**PROVIDED PASSAGE:**
# aqua clrea 802 power head questions



## mbraun15 (Feb 23, 2003)

hey just a few question that i am sure have already been answered but i am just wondering and dont feel like looking for the answer. well anyways i was just wondering how long and what times of the day u guys leave the power head on for thanks


----------



## mbraun15 (Feb 23, 2003)

also where are all your powerheads located i put mine in the back left corner on the top any suggestions i am also wondering how long i should leave it on for


----------



## Bcollins111900 (Feb 3, 2003)

run my 24/7 to keep them occupied and mt guys are sweet and I use a Aquaclear 5000 powerhead, i also have an 802 in another tank. I have them both positiopned at the top of the water in the center of the side of the tank (if that makes sense) Enough that it can still suck down air. I use a prefilter as i suggest it strongly.

**TASK SET:**
**a)** Please list each post in the powerhead thread by its author and date.
**b)** In the powerhead thread, where has Bcollins111900 positioned both powerheads?

**ITEMS:**
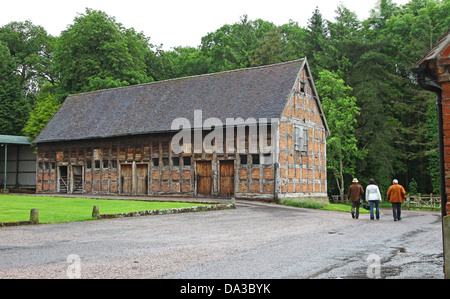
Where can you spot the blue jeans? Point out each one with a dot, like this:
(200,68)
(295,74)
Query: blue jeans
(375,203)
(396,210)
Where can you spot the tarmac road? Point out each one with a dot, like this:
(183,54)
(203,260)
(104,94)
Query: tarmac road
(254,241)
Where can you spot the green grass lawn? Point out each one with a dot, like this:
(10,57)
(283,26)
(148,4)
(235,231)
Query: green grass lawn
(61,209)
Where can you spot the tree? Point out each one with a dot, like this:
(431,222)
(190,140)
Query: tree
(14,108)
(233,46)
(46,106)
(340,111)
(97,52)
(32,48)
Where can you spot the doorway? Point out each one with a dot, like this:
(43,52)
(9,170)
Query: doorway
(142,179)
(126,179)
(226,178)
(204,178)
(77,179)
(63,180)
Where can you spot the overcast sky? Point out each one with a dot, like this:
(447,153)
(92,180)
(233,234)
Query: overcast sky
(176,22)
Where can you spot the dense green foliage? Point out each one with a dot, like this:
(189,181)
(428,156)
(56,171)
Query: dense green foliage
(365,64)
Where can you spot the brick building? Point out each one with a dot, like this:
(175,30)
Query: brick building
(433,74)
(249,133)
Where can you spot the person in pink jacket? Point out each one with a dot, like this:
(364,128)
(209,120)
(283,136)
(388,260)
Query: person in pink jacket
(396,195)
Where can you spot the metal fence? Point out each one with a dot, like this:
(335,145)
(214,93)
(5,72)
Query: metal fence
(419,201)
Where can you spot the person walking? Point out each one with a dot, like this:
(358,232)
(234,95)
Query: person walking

**THE RESULTS:**
**a)**
- mbraun15, Feb 23, 2003
- mbraun15, Feb 23, 2003
- Bcollins111900, Feb 3, 2003

**b)** At the top of the water, in the center of the side of the tank.